*** Texte fourni

Les deux dernières années ont été terribles pour le monde de l’informatique habitué à des taux de croissances confortables : les clients ont réduit leurs dépenses destinées aux nouveaux systèmes de 15 à 20 % en moyenne alors qu’ils avaient investi massivement lors de la dernière décennie (avec des augmentations annuelles des dépenses d’investissement de l’ordre de 5 à 10 %).
Pire, c’est maintenant les dépenses nettes en matière de systèmes d’information qui vont être touchées (et donc pas seulement l’investissement sur les nouveaux systèmes). Une étude récente publiée par Goldman Sachs menée auprès de 100 grandes compagnies américaines révèle que les dépenses liées aux systèmes d’information vont baisser de 1 % en 2003… C’est un recul sans précédent depuis plus de vingt ans dans cette industrie !
Déception aussi du côté des « packages miracles »
Ce contexte morose n’est pas vraiment surprenant : non seulement l’éclatement de la bulle Internet a « coupé les jambes » des projets de sites Web et d’Internetisation mais les déceptions ont également été nombreuses dans des domaines en vogue comme le CRM ou les ERP.

******

Modifiez un extrait du texte sur les dépenses informatiques : recopiez-le en commençant aux mots « Pire, c’est maintenant » et en vous arrêtant après « ou les ERP. », en remplaçant « Goldman Sachs » par « Morgan Stanley ». Les lignes sources n'ont aucun lien avec le texte sur les dépenses informatiques.

*** Lignes fournies

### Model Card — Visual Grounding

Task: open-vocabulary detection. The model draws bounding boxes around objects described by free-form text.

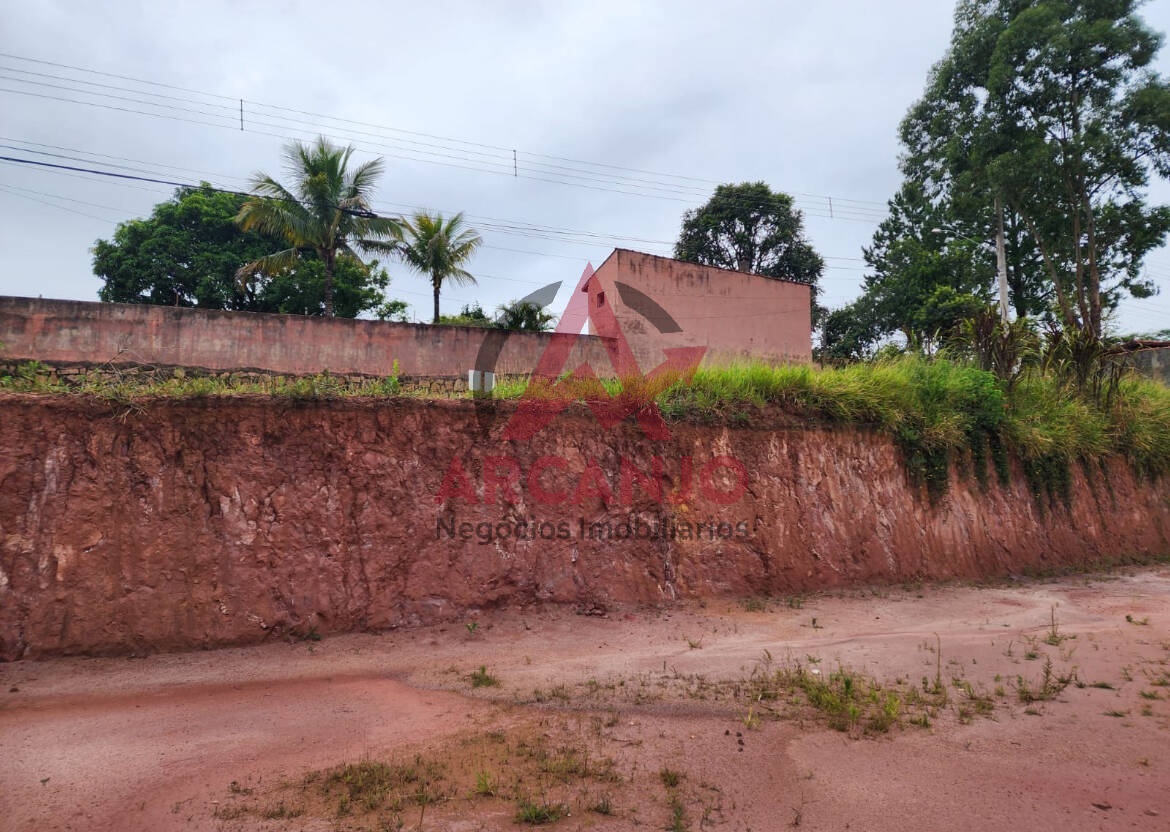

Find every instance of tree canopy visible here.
[901,0,1170,336]
[94,184,393,317]
[236,137,401,317]
[674,183,825,319]
[393,211,483,323]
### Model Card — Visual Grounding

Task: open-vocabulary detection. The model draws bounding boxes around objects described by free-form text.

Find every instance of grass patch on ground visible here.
[0,356,1170,497]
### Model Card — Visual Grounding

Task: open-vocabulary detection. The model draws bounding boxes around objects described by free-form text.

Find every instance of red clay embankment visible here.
[0,394,1170,659]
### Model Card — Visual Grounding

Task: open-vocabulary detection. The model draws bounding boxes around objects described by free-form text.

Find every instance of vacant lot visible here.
[0,568,1170,832]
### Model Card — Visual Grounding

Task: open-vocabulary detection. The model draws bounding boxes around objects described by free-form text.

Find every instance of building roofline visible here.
[594,248,812,289]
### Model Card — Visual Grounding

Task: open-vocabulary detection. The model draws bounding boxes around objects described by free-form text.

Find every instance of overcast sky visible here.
[0,0,1170,331]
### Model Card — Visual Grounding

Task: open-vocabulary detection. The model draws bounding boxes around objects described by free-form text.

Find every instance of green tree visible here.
[257,254,390,318]
[94,184,280,310]
[901,0,1170,337]
[236,137,400,317]
[94,183,390,317]
[674,183,825,324]
[495,301,557,332]
[394,211,483,323]
[820,181,996,362]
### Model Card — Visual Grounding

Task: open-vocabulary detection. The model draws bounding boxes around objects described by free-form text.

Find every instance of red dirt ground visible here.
[0,566,1170,832]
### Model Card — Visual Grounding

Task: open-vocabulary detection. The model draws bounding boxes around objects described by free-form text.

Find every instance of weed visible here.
[1044,604,1072,647]
[741,706,759,731]
[474,769,496,797]
[589,795,613,816]
[1016,656,1076,702]
[260,800,304,820]
[667,793,690,832]
[515,800,569,826]
[467,665,500,688]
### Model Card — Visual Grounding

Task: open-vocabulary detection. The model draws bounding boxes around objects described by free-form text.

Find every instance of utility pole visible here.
[996,195,1007,324]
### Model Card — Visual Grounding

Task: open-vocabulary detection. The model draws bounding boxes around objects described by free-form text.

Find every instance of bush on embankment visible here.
[0,355,1170,496]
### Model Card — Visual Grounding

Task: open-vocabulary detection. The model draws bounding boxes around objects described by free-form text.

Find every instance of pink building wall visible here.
[590,248,812,372]
[0,297,608,378]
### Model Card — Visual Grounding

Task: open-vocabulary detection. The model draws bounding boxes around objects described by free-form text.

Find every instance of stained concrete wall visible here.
[0,297,610,377]
[590,248,812,372]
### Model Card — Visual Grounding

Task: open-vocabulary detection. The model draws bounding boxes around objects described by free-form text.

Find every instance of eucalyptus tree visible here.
[901,0,1170,337]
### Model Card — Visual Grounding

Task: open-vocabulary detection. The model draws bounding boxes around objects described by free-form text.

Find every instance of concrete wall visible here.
[0,297,610,377]
[0,394,1170,660]
[591,248,812,372]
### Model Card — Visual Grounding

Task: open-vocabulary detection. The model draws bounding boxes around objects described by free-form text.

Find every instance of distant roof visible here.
[598,248,808,286]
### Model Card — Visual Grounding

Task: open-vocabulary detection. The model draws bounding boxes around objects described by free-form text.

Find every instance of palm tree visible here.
[235,136,399,317]
[397,211,483,323]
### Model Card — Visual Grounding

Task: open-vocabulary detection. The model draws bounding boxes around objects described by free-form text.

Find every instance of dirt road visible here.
[0,568,1170,832]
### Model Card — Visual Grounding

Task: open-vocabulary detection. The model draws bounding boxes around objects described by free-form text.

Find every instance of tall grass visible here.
[0,356,1170,495]
[659,356,1170,494]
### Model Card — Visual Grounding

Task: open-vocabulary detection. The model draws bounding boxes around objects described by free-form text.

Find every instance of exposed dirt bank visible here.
[0,394,1170,659]
[0,568,1170,832]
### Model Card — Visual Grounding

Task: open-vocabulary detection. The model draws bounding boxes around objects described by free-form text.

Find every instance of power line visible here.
[0,53,885,221]
[0,137,879,255]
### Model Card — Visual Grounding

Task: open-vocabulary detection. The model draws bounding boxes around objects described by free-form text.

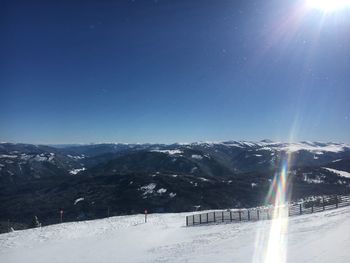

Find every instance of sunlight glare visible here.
[307,0,350,12]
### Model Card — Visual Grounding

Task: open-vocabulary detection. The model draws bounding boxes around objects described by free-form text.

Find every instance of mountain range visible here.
[0,140,350,233]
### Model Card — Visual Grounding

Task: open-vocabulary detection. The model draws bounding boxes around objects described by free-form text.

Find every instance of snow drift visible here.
[0,207,350,263]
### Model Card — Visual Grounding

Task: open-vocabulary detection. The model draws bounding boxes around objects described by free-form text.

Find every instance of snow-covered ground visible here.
[0,207,350,263]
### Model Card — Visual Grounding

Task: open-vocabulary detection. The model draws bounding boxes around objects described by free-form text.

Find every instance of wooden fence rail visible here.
[186,195,350,226]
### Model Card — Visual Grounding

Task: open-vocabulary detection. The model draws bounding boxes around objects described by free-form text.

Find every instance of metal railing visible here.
[186,195,350,226]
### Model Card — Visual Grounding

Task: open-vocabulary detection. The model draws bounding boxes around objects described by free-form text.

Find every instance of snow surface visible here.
[0,207,350,263]
[151,150,183,155]
[69,167,86,175]
[323,167,350,178]
[74,197,85,205]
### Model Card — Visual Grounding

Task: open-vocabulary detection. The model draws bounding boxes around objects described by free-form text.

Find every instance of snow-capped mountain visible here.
[0,140,350,233]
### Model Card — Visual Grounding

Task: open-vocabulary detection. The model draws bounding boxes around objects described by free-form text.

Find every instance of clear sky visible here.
[0,0,350,143]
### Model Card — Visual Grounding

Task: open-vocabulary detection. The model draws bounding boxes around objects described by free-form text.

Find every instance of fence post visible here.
[322,196,326,211]
[335,195,338,208]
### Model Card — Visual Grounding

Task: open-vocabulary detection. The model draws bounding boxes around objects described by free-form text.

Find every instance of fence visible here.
[186,195,350,226]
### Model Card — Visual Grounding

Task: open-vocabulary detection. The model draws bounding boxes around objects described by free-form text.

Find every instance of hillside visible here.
[0,140,350,232]
[0,207,350,263]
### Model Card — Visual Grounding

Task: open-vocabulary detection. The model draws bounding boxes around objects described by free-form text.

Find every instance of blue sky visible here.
[0,0,350,143]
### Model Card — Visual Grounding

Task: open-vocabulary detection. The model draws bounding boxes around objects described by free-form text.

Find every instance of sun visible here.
[307,0,350,13]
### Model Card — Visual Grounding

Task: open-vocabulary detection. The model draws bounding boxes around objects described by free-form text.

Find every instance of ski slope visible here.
[0,207,350,263]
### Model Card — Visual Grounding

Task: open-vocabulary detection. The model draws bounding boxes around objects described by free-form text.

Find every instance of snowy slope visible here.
[0,207,350,263]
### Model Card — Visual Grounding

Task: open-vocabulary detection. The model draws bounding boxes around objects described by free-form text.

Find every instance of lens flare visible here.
[307,0,350,12]
[263,161,289,263]
[253,155,291,263]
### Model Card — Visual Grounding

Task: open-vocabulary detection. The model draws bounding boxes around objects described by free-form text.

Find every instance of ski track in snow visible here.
[0,207,350,263]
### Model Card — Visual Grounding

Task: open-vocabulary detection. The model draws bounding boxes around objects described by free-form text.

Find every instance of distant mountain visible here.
[0,140,350,232]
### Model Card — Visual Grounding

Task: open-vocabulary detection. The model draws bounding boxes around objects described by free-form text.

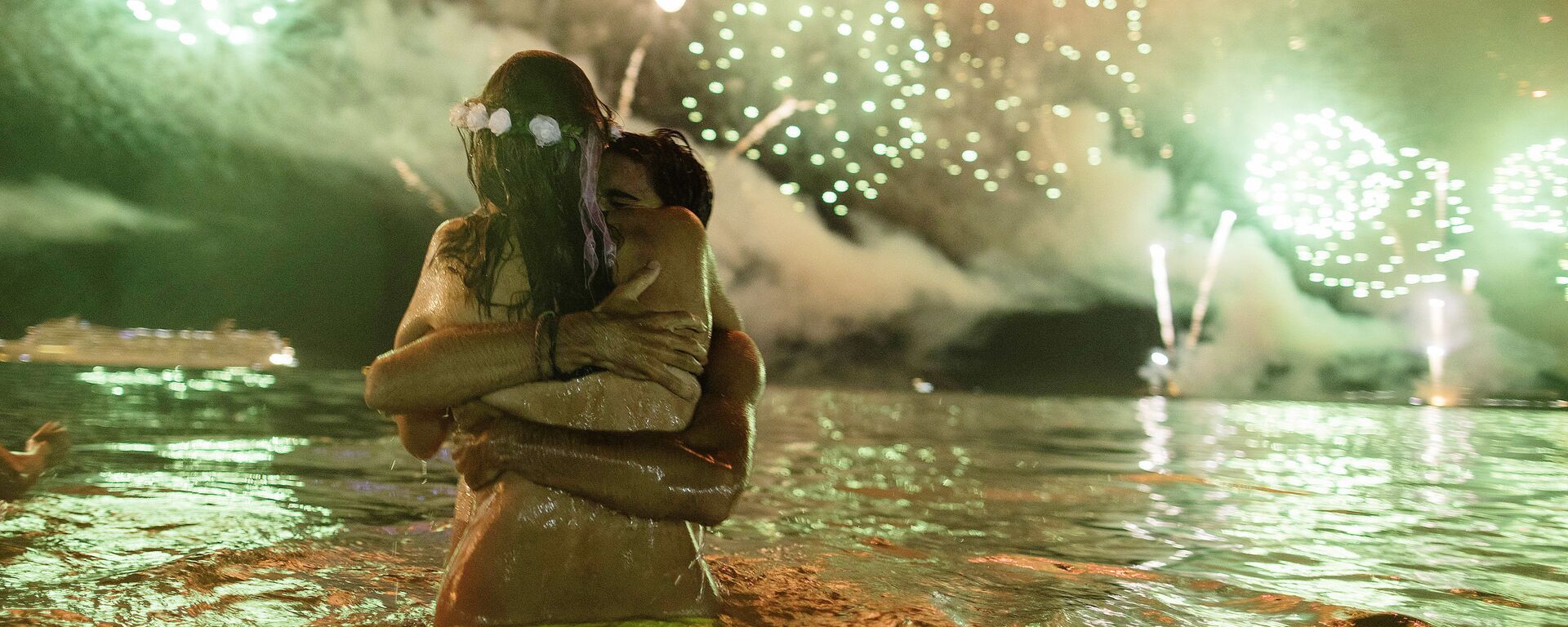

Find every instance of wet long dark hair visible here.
[436,50,615,318]
[608,128,714,225]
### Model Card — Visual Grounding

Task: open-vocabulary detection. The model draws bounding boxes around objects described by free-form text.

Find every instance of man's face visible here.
[599,152,665,210]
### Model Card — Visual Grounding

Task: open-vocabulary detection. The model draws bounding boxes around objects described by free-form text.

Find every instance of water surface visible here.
[0,363,1568,627]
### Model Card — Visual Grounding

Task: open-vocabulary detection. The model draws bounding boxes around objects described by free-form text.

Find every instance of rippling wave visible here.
[0,365,1568,627]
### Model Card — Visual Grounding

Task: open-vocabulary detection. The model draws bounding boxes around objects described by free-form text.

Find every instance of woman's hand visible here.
[557,262,707,400]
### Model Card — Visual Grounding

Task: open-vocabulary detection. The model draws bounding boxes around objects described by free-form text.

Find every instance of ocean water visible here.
[0,363,1568,627]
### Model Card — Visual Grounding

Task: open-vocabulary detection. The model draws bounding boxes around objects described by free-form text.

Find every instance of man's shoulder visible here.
[608,206,707,243]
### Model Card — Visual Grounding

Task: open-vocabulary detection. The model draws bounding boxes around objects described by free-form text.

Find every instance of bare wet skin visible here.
[0,365,1568,627]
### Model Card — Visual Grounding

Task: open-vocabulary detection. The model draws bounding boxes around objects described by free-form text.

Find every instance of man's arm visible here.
[483,207,712,431]
[365,220,706,460]
[457,331,764,525]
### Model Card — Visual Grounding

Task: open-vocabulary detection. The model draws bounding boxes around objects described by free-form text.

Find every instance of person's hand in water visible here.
[27,420,70,453]
[557,262,707,402]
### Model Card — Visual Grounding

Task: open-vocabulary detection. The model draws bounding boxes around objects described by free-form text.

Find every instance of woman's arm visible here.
[470,207,712,431]
[457,331,764,525]
[365,220,561,417]
[365,220,707,417]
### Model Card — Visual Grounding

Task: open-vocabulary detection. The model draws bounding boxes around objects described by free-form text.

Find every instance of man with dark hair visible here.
[600,128,714,225]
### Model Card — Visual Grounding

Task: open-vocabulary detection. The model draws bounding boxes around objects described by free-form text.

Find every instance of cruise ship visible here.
[0,317,300,370]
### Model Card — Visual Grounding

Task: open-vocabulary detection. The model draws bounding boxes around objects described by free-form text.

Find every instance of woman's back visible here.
[426,210,716,625]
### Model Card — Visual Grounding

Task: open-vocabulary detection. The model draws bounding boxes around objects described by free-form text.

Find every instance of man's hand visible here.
[27,420,70,451]
[559,262,707,400]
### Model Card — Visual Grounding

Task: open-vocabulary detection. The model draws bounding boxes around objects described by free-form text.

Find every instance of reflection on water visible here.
[0,365,1568,625]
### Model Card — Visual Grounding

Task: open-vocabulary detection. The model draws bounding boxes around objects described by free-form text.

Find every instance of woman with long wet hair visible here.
[365,50,734,625]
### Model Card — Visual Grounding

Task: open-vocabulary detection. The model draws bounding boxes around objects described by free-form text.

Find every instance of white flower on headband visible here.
[488,108,511,135]
[462,102,489,131]
[528,114,561,146]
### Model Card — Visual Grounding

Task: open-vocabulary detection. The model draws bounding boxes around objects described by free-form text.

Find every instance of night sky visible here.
[0,0,1568,395]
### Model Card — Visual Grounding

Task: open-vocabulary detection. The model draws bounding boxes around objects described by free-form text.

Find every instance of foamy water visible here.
[0,363,1568,625]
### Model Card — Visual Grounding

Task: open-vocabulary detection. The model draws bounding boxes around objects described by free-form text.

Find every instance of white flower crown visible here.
[447,100,624,146]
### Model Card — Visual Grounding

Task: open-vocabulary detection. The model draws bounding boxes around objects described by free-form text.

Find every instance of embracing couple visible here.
[365,50,762,625]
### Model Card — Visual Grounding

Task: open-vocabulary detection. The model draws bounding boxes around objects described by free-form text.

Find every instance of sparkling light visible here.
[1491,138,1568,301]
[1246,109,1474,298]
[126,0,298,46]
[682,0,1151,215]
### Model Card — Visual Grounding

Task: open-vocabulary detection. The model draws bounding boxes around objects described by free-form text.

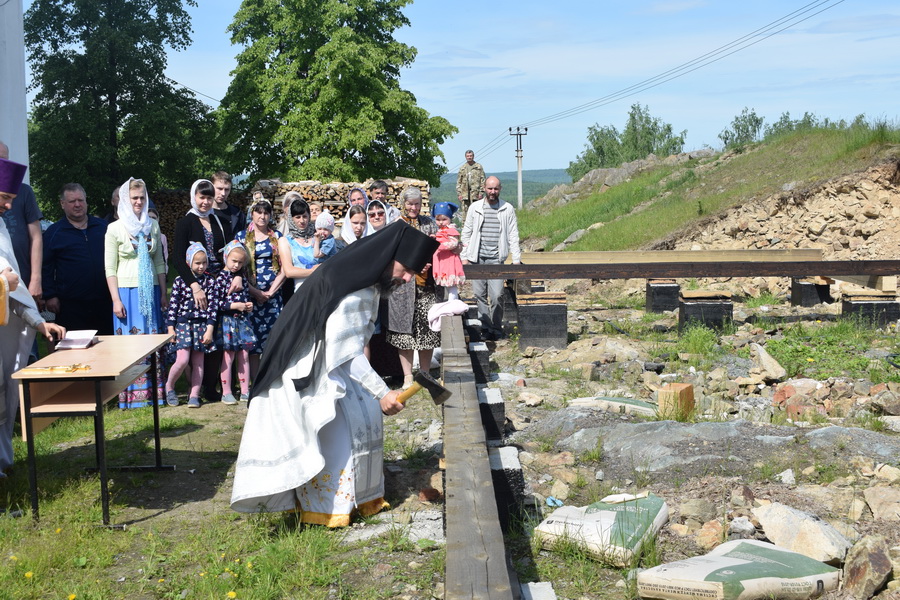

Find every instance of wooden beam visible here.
[441,316,518,600]
[464,260,900,280]
[507,248,824,265]
[835,275,897,292]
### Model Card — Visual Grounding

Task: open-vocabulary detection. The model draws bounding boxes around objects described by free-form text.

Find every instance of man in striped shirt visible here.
[460,176,522,340]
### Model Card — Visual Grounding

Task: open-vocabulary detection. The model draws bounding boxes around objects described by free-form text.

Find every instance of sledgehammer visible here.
[397,371,453,406]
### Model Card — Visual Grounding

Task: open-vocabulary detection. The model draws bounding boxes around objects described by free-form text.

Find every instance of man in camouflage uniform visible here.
[456,150,484,219]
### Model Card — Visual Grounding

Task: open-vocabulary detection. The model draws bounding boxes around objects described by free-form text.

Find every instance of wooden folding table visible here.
[12,334,175,525]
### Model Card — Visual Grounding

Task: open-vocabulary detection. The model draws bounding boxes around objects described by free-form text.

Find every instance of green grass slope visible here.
[431,169,572,206]
[519,125,900,251]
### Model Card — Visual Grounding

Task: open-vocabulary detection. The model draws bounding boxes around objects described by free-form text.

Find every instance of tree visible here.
[566,104,687,181]
[719,106,765,151]
[222,0,457,185]
[25,0,218,215]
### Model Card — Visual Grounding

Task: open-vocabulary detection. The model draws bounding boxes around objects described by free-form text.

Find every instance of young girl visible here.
[216,240,257,404]
[431,202,466,300]
[166,242,225,408]
[313,213,344,264]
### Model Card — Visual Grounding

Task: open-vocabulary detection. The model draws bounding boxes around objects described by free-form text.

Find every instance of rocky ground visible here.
[35,157,900,599]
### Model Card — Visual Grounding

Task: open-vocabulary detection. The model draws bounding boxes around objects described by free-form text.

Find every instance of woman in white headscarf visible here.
[104,178,169,408]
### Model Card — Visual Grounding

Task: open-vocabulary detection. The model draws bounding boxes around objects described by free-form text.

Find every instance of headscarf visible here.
[116,177,156,330]
[363,200,391,237]
[188,179,215,217]
[431,202,459,219]
[316,213,334,231]
[286,204,325,239]
[116,177,153,239]
[222,240,250,260]
[250,223,439,397]
[347,188,369,208]
[0,158,27,195]
[341,207,369,245]
[184,242,206,267]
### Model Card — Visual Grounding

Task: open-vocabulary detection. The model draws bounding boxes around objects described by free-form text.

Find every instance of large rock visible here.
[752,502,850,565]
[844,535,891,600]
[863,486,900,521]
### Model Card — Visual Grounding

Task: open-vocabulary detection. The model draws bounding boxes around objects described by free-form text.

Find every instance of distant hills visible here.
[431,169,572,204]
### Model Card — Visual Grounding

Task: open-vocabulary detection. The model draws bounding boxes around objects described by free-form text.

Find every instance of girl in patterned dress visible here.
[237,200,285,379]
[166,242,227,408]
[216,240,256,404]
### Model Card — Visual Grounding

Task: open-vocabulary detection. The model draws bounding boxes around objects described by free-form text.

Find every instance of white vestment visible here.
[231,286,390,526]
[0,219,44,472]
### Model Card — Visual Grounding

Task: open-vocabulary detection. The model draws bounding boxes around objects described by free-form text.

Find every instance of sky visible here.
[24,0,900,173]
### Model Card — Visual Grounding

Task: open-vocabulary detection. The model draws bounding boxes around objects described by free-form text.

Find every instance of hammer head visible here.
[413,371,453,405]
[397,371,452,405]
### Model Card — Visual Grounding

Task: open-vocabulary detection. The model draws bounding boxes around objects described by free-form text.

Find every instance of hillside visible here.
[431,169,571,205]
[519,129,900,270]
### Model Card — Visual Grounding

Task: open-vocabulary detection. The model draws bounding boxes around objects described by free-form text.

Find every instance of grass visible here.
[766,318,900,383]
[0,409,444,600]
[519,122,900,251]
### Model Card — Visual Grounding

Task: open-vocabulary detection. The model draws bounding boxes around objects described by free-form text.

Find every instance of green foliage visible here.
[676,323,719,357]
[719,106,765,150]
[766,319,880,379]
[566,103,687,181]
[25,0,218,218]
[431,169,569,206]
[222,0,457,185]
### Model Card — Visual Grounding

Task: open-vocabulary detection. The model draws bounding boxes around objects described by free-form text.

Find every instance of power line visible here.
[456,0,846,170]
[522,0,845,127]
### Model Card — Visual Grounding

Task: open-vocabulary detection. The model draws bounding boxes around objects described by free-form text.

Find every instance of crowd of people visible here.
[0,149,519,526]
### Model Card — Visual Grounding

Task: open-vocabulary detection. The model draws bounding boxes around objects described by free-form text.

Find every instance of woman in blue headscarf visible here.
[105,178,169,408]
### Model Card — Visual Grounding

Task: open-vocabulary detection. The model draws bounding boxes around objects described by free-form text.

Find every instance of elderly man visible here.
[460,176,522,340]
[231,222,438,527]
[456,150,484,213]
[0,158,66,477]
[43,183,113,335]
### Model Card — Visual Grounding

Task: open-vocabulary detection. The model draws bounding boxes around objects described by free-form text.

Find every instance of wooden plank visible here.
[464,260,900,280]
[441,316,513,600]
[835,275,897,292]
[506,248,824,265]
[12,334,171,381]
[681,290,731,300]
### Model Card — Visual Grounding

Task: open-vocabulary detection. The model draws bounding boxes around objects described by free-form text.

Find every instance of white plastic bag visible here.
[534,493,669,567]
[637,540,841,600]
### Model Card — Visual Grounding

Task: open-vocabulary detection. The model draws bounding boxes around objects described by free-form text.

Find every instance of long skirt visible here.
[231,360,389,527]
[387,287,441,350]
[113,286,166,409]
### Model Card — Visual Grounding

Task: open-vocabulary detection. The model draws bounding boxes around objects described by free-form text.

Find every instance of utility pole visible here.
[509,127,528,210]
[0,0,28,173]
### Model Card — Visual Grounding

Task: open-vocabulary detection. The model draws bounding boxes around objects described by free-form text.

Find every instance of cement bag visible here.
[534,493,669,567]
[638,540,841,600]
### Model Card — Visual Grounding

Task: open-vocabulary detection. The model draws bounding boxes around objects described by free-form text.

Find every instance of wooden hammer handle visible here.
[397,381,422,404]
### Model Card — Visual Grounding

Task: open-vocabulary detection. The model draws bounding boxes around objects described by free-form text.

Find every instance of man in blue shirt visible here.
[43,183,113,335]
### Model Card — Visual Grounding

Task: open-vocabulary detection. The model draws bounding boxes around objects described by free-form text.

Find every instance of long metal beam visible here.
[464,260,900,279]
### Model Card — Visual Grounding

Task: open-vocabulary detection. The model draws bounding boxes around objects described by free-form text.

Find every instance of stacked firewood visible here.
[150,177,431,240]
[249,177,431,219]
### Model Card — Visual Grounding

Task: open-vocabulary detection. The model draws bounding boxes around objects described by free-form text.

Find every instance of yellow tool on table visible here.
[19,363,91,375]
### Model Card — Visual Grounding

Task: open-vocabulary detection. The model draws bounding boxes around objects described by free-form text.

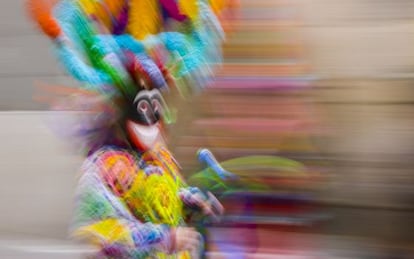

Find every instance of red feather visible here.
[27,0,61,39]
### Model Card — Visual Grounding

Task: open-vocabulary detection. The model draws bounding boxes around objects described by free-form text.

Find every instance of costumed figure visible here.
[28,0,236,258]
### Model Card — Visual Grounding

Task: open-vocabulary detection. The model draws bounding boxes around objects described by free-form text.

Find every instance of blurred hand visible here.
[195,192,224,222]
[174,227,203,258]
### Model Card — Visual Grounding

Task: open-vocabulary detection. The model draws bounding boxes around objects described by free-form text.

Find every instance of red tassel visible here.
[27,0,61,39]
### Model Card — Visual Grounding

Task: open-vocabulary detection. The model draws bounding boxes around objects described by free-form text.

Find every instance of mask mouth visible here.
[126,120,164,151]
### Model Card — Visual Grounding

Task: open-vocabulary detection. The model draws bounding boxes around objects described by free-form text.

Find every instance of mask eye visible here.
[152,99,162,113]
[137,100,149,114]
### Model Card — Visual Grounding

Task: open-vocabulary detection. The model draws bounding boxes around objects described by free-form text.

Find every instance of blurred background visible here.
[0,0,414,258]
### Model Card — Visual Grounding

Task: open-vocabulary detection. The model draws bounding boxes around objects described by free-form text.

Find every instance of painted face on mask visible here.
[126,89,171,151]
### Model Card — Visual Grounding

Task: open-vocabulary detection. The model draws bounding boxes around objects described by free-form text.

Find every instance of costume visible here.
[29,0,233,258]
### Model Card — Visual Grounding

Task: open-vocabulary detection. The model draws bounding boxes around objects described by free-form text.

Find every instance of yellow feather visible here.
[127,0,161,40]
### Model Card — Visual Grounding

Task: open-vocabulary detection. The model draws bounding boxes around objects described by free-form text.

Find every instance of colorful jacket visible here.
[73,146,203,258]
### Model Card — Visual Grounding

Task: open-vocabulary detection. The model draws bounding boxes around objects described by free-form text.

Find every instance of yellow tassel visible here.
[178,0,198,20]
[75,219,134,245]
[209,0,226,15]
[127,0,161,40]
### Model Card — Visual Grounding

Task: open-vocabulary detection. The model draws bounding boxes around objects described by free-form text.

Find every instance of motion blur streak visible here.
[0,0,414,259]
[167,0,414,258]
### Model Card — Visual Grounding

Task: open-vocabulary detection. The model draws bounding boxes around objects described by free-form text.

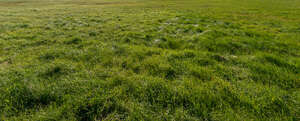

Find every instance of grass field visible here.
[0,0,300,121]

******

» Réponse complète:
Pire, c’est maintenant les dépenses nettes en matière de systèmes d’information qui vont être touchées (et donc pas seulement l’investissement sur les nouveaux systèmes). Une étude récente publiée par Morgan Stanley menée auprès de 100 grandes compagnies américaines révèle que les dépenses liées aux systèmes d’information vont baisser de 1 % en 2003… C’est un recul sans précédent depuis plus de vingt ans dans cette industrie !
Déception aussi du côté des « packages miracles »
Ce contexte morose n’est pas vraiment surprenant : non seulement l’éclatement de la bulle Internet a « coupé les jambes » des projets de sites Web et d’Internetisation mais les déceptions ont également été nombreuses dans des domaines en vogue comme le CRM ou les ERP.